> Source
:::
Motor grader 3D grade control
Abstract
Systems and methods for providing grade control on a motor grader without the use of masts attached to the blade. Embodiments include a body angle sensor configured to detect movement of a construction machine's body, a front 3D positioning device configured to detect a geospatial position of the construction machine's body within a world space, a drawbar angle sensor configured to detect movement of the construction machine's drawbar, and a blade angle sensor configured to detect movement of the construction machine's blade. Two positions on the blade may be calculated first within a machine space and subsequently within the world space. Movement of at least one articulating connection may be caused based on the blade positions within the world space.
Claims
exact text as granted — not AI-modifiedWhat is claimed is:
1. A construction machine comprising:
a body;
a body angle sensor configured to detect body angle data corresponding to movement of the body;
a front positioning sensor mounted to the body and configured to detect a position of the body within a world space;
a blade coupled to the body via at least one articulating connection;
a blade angle sensor configured to detect blade angle data corresponding to movement of the blade; and
one or more processors configured to perform operations comprising:
receiving, from the body angle sensor, the body angle data;
receiving, from the blade angle sensor, the blade angle data;
receiving, from the front positioning sensor, the position of the body within the world space;
calculating, based on the blade angle data, at least one position on the blade within a machine space, wherein the machine space includes a machine-space reference point; and
calculating, based on the body angle data, the position of the body within the world space, and the at least one position on the blade within the machine space, at least one position on the blade within the world space.
:::
> Pointing records
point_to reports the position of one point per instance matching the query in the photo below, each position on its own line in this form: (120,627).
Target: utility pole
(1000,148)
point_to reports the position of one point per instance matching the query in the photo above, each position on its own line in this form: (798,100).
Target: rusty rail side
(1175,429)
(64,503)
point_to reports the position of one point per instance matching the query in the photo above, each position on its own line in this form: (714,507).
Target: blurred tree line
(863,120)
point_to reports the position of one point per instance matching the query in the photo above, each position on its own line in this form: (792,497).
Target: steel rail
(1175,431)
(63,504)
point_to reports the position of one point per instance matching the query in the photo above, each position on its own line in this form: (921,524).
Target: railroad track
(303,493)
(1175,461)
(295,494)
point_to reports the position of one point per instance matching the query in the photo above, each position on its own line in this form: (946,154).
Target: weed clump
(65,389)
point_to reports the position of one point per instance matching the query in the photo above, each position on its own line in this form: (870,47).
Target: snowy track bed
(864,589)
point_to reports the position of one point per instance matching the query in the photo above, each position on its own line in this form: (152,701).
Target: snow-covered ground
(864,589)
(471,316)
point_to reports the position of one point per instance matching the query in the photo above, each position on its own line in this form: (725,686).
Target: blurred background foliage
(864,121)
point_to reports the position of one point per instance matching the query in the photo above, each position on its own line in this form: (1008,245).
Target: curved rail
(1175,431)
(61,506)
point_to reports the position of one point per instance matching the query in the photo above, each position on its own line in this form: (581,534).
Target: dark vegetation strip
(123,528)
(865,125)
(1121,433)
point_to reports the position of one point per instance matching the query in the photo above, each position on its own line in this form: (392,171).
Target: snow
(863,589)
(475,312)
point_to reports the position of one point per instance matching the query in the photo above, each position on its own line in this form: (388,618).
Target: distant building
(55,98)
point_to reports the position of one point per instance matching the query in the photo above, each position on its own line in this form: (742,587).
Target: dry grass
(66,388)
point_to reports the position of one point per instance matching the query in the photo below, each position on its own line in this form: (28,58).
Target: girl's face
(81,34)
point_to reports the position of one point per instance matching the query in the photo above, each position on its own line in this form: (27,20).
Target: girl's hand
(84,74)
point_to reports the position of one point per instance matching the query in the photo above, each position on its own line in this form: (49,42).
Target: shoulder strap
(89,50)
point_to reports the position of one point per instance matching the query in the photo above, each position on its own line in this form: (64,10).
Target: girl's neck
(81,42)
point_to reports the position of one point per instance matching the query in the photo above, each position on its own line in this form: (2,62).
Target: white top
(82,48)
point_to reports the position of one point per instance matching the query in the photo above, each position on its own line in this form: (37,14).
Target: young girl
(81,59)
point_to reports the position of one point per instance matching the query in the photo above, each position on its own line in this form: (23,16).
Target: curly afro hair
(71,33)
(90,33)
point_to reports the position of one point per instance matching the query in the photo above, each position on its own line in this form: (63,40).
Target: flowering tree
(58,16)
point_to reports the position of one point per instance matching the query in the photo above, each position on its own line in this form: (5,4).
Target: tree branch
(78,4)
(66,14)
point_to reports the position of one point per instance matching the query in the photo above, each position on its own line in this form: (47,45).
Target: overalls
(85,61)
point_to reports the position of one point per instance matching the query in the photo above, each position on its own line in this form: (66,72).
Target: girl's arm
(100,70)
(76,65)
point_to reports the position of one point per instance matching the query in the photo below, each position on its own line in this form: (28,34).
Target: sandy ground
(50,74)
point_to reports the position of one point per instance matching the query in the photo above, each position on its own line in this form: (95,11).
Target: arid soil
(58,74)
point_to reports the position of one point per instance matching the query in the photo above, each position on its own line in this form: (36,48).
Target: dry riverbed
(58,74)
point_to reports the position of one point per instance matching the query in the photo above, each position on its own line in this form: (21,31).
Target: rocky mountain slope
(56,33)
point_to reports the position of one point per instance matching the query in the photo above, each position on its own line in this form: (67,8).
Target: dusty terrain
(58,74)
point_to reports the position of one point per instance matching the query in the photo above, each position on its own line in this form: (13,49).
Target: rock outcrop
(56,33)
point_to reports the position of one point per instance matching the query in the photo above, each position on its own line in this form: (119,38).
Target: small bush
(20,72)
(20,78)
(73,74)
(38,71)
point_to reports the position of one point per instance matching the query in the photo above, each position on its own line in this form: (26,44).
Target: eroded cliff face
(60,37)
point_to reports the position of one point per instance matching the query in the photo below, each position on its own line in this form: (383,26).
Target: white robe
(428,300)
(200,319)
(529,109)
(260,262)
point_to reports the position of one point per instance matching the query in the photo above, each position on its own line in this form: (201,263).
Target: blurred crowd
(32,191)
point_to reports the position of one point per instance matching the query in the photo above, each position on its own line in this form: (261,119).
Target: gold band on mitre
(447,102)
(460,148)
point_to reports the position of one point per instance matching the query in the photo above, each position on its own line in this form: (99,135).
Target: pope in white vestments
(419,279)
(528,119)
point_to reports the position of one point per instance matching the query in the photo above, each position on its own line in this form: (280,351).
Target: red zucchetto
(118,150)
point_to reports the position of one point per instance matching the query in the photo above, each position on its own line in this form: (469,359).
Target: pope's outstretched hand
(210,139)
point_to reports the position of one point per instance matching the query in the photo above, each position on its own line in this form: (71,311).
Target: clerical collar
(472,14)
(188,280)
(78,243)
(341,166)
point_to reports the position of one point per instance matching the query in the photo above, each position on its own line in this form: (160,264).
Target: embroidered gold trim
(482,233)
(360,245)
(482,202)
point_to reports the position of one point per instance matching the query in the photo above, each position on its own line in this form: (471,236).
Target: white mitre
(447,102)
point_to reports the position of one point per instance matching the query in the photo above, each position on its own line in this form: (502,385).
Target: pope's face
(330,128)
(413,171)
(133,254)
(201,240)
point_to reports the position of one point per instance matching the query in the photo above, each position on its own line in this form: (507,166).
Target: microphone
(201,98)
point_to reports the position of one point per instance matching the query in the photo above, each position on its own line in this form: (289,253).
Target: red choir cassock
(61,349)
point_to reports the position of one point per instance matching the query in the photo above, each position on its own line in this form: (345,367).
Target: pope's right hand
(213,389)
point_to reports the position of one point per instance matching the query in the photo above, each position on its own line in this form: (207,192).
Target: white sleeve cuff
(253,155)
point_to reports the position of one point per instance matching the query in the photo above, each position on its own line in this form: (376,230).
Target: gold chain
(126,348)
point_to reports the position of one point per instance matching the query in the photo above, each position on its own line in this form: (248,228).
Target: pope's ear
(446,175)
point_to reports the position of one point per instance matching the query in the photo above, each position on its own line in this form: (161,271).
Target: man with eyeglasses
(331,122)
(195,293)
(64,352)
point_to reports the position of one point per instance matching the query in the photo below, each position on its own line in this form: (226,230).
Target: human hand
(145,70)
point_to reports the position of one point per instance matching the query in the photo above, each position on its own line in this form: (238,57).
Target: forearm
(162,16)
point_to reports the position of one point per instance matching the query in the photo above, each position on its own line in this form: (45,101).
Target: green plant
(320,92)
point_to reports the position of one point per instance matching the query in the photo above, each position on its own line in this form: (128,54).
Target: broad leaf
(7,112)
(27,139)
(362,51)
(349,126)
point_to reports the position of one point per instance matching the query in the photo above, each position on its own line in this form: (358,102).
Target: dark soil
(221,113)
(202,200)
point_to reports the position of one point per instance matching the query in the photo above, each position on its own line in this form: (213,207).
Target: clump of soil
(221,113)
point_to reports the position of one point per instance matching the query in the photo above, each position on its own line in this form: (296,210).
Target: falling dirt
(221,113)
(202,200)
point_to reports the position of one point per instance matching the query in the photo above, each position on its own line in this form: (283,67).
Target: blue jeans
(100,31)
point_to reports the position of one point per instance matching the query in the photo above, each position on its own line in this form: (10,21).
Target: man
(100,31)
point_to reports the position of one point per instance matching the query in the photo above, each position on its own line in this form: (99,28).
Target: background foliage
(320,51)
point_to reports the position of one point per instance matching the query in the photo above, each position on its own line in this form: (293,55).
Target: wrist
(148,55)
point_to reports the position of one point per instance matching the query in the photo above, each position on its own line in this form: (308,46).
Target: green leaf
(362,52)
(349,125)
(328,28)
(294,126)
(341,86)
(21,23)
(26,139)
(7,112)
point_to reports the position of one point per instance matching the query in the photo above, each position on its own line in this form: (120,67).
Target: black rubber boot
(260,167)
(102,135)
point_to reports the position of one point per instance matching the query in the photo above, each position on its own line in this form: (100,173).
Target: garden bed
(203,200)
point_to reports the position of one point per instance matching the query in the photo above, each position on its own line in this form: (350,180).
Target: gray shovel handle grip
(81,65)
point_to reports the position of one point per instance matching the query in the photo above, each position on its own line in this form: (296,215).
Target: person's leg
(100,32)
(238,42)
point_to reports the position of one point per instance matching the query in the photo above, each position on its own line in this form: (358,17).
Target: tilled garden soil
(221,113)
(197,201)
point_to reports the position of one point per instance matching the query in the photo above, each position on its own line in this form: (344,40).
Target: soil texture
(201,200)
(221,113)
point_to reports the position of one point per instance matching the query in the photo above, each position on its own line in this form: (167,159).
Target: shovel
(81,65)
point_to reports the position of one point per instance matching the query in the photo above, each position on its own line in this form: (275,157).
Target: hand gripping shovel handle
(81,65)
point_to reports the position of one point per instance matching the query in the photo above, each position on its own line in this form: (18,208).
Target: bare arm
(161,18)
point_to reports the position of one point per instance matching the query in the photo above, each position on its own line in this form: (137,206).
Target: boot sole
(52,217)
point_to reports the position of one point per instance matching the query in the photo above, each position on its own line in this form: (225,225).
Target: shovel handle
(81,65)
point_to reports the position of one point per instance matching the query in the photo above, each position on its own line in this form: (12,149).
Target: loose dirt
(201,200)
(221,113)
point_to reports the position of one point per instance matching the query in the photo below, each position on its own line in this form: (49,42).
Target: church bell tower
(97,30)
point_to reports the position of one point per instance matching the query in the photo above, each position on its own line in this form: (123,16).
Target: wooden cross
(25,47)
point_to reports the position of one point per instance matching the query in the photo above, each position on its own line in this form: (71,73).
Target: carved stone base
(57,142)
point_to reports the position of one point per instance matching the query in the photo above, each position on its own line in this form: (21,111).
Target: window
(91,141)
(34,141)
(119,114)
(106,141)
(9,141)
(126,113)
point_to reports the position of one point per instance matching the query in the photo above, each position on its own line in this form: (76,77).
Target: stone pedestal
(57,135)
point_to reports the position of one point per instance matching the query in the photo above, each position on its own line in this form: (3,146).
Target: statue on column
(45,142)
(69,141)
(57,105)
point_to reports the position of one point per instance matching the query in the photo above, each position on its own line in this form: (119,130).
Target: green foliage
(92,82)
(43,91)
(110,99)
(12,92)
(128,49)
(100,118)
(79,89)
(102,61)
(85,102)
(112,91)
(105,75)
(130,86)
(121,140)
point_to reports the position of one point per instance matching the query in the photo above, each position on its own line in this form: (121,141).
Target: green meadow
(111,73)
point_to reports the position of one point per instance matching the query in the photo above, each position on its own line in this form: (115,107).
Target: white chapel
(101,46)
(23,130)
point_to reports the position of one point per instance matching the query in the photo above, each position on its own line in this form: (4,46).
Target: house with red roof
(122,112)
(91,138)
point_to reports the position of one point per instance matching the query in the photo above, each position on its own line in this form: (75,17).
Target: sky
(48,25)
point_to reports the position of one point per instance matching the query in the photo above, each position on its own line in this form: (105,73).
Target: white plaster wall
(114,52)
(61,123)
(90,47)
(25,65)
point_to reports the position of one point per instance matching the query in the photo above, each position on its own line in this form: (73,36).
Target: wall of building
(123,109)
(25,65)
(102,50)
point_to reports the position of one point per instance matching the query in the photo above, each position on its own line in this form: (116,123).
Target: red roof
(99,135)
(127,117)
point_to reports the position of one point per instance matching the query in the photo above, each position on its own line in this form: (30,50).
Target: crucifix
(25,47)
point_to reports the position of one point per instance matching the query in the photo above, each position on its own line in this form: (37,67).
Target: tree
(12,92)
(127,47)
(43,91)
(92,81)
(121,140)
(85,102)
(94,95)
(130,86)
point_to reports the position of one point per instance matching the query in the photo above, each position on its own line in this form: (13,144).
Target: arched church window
:::
> Jobs
1. Set down the part of the motor grader patent between "Motor grader 3D" and "positions within the world space.", inclusive.
2. In the motor grader patent, what couples the blade to the body?
Answers should draw only on the motor grader patent.

> Solutions to the problems
1.
Motor grader 3D grade control
Abstract
Systems and methods for providing grade control on a motor grader without the use of masts attached to the blade. Embodiments include a body angle sensor configured to detect movement of a construction machine's body, a front 3D positioning device configured to detect a geospatial position of the construction machine's body within a world space, a drawbar angle sensor configured to detect movement of the construction machine's drawbar, and a blade angle sensor configured to detect movement of the construction machine's blade. Two positions on the blade may be calculated first within a machine space and subsequently within the world space. Movement of at least one articulating connection may be caused based on the blade positions within the world space.

2. At least one articulating connection.